Rewrite the records starting at the line containing "find the distant" and ending at the line containing "0,735 -> 287,785" as a Markdown table with columns Row and Line, one numbered row per line, omitting blank lines.

════════════════

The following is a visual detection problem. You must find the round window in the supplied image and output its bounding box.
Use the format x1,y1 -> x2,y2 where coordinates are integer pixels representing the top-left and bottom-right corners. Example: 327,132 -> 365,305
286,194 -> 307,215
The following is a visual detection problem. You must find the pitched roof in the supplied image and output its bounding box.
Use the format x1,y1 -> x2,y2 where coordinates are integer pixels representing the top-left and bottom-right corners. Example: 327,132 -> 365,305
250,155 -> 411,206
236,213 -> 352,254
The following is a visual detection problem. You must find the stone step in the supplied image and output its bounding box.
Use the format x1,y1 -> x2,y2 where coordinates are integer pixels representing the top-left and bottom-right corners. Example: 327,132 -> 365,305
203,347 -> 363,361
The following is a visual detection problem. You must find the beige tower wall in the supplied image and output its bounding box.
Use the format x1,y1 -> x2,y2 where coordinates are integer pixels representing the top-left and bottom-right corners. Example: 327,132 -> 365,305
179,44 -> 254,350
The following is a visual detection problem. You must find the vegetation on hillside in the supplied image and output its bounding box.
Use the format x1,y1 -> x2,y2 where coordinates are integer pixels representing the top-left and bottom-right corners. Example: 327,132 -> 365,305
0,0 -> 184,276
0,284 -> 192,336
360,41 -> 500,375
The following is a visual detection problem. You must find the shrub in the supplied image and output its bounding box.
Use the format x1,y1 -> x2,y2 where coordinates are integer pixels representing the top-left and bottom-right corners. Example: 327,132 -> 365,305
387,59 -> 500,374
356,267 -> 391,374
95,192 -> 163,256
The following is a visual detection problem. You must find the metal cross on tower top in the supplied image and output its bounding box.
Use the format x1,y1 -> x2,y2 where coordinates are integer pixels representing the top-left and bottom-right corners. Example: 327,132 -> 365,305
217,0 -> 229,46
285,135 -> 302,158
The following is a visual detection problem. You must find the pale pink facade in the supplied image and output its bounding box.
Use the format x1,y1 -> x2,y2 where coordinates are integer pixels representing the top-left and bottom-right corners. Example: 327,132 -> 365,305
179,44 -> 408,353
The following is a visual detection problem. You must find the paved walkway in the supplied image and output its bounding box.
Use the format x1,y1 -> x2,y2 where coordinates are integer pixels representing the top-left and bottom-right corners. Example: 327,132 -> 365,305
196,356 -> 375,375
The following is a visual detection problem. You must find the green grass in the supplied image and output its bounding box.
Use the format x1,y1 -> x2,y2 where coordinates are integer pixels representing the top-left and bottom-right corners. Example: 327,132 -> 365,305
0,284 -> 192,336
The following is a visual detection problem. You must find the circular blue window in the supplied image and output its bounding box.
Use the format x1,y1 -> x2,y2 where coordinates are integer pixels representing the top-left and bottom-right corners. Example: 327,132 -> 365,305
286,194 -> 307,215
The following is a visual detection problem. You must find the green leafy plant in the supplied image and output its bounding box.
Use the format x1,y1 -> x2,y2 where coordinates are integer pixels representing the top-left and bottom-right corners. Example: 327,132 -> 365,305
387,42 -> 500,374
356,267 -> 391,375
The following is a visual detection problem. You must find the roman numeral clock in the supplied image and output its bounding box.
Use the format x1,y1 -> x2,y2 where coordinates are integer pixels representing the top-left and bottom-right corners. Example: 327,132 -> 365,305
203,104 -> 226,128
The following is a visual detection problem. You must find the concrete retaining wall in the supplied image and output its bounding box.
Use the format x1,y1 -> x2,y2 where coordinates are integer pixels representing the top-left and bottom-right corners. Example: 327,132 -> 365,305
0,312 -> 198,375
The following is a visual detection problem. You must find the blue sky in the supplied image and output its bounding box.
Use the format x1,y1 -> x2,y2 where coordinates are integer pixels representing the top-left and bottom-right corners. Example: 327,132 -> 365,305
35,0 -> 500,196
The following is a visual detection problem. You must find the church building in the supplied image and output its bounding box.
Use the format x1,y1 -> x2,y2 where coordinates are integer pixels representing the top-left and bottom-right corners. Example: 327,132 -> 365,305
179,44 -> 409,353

════════════════

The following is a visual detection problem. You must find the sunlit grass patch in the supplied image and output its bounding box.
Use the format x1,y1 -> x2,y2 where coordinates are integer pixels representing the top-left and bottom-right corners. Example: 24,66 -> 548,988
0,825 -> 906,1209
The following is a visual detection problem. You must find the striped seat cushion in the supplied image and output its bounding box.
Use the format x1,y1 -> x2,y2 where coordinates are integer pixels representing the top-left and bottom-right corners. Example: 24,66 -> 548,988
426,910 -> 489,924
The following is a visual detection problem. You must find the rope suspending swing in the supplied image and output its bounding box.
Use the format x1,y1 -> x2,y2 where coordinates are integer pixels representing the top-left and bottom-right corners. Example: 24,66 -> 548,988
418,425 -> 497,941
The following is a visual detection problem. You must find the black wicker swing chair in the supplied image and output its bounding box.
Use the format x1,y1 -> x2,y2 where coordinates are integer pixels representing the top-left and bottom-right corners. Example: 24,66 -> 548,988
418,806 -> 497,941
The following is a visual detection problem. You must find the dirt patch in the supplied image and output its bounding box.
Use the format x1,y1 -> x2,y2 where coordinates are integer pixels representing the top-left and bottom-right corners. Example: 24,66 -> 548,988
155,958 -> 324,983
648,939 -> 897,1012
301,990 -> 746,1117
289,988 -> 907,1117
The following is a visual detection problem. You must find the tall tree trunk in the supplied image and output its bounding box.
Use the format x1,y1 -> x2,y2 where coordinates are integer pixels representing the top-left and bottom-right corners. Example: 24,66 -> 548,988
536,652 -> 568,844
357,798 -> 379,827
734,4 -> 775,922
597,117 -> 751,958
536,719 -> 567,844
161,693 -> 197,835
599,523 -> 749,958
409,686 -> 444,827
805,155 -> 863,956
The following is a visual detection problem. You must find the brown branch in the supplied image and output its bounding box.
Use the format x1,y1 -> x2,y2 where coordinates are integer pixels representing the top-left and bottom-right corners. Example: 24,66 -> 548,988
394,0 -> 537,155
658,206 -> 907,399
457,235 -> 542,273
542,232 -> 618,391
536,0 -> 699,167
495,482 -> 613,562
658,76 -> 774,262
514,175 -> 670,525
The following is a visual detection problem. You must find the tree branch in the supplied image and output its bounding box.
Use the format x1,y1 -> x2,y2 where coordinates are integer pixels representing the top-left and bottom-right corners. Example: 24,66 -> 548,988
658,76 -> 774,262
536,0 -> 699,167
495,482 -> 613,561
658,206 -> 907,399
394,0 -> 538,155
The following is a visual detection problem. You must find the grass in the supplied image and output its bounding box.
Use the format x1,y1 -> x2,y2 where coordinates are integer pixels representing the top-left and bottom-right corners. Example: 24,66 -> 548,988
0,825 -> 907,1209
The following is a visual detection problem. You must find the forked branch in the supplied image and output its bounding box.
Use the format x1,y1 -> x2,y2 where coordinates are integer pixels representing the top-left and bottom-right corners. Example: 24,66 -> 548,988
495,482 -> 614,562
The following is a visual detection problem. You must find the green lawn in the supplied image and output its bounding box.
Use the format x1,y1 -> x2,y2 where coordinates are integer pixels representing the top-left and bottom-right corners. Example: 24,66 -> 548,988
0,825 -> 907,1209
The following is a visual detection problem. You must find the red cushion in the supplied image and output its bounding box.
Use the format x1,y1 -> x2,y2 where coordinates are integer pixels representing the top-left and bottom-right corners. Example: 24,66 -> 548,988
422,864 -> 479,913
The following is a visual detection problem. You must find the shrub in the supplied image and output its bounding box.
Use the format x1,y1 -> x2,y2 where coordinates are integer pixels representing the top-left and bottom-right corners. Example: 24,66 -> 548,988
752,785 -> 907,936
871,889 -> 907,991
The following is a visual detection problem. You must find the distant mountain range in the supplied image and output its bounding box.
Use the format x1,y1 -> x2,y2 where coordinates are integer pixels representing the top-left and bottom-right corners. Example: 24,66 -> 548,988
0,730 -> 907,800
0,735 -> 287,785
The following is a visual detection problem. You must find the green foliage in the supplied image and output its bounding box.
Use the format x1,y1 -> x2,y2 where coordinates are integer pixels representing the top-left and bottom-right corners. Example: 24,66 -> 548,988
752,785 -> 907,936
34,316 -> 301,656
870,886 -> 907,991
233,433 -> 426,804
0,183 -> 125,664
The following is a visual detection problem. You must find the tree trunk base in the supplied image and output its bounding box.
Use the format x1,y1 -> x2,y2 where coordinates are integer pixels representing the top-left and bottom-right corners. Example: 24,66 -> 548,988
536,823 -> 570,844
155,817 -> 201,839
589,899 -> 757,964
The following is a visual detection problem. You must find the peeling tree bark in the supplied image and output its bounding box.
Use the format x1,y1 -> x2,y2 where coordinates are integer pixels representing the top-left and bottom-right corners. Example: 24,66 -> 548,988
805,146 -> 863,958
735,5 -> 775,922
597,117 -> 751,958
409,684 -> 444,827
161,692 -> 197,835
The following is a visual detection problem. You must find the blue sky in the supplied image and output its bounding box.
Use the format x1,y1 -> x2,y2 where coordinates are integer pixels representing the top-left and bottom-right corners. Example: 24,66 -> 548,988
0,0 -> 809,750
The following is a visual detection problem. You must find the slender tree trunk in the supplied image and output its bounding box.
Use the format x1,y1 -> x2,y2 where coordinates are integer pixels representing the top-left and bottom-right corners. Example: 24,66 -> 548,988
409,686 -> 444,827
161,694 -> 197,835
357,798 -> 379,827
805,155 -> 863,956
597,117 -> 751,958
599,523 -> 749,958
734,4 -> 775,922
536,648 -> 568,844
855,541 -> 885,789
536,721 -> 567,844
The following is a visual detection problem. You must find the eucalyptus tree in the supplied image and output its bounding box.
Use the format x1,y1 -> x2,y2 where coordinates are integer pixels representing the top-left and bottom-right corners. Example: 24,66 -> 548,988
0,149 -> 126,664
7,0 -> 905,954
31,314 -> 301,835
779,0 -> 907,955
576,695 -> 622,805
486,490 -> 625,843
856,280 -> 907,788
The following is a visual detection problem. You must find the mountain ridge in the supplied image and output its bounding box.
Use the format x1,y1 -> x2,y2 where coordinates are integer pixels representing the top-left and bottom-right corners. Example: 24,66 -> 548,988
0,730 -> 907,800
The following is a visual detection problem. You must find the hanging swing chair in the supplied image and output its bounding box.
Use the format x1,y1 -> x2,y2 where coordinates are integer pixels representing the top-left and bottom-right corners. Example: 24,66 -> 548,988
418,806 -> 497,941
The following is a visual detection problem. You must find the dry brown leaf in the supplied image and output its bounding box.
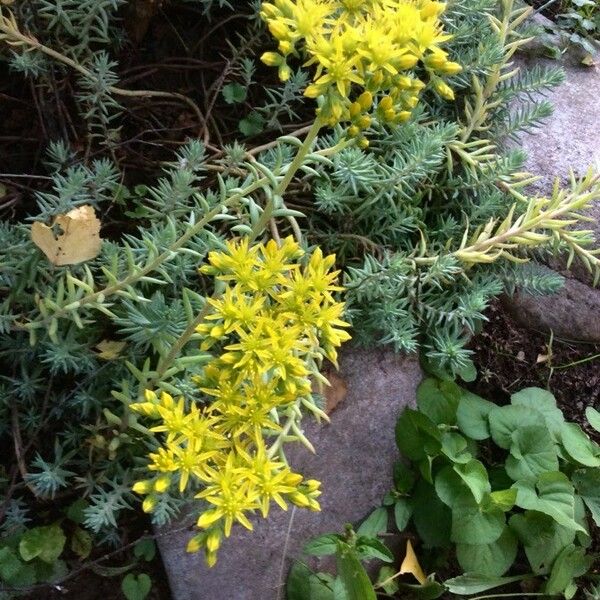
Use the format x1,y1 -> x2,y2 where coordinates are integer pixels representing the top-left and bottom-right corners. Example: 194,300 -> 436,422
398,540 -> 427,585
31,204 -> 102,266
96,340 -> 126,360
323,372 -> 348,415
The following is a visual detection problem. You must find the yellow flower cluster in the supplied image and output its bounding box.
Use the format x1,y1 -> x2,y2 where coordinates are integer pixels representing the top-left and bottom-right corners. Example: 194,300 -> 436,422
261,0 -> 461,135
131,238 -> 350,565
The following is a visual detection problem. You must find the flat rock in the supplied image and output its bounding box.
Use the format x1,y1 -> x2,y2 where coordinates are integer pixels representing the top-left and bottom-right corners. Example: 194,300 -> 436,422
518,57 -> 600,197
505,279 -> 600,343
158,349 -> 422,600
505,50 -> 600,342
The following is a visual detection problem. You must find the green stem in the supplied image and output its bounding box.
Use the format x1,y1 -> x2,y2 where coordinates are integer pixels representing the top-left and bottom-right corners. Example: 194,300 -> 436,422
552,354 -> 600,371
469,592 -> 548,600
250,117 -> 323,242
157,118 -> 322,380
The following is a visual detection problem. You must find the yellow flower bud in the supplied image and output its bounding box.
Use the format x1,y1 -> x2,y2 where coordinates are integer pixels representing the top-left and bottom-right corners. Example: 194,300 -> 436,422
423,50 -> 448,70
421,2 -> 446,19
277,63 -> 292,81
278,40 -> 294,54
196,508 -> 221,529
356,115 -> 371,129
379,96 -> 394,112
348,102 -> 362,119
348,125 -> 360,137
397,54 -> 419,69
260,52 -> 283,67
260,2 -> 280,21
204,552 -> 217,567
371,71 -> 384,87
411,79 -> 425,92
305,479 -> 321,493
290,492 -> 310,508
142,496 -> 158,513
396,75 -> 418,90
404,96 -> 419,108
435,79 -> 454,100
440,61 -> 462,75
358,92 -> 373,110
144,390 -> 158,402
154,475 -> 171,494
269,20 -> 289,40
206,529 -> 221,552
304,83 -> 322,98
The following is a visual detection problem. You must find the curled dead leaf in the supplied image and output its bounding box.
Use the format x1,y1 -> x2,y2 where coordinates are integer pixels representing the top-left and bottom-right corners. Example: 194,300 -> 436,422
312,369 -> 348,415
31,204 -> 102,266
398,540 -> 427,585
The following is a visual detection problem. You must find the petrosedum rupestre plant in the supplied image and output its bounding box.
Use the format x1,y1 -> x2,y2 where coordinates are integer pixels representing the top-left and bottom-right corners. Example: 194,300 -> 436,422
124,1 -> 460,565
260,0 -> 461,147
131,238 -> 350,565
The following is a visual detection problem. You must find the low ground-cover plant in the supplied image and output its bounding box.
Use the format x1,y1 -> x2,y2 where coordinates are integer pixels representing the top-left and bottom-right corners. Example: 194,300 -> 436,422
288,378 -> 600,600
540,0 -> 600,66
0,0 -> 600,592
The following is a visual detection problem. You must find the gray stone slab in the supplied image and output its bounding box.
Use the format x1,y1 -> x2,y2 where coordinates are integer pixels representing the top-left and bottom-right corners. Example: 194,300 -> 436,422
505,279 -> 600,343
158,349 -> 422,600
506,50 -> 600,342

════════════════

### Solution for this task
| Row | Line |
|---|---|
| 1 | The following is a visual detection problem. You must find the distant mountain range in the supplied image and output its bounding box. |
| 2 | Use the format x1,y1 -> x2,y2 where coordinates are integer pixels representing the top-left and bottom-right corners. Example: 24,66 -> 548,988 |
| 3 | 0,730 -> 907,800 |
| 4 | 0,735 -> 287,785 |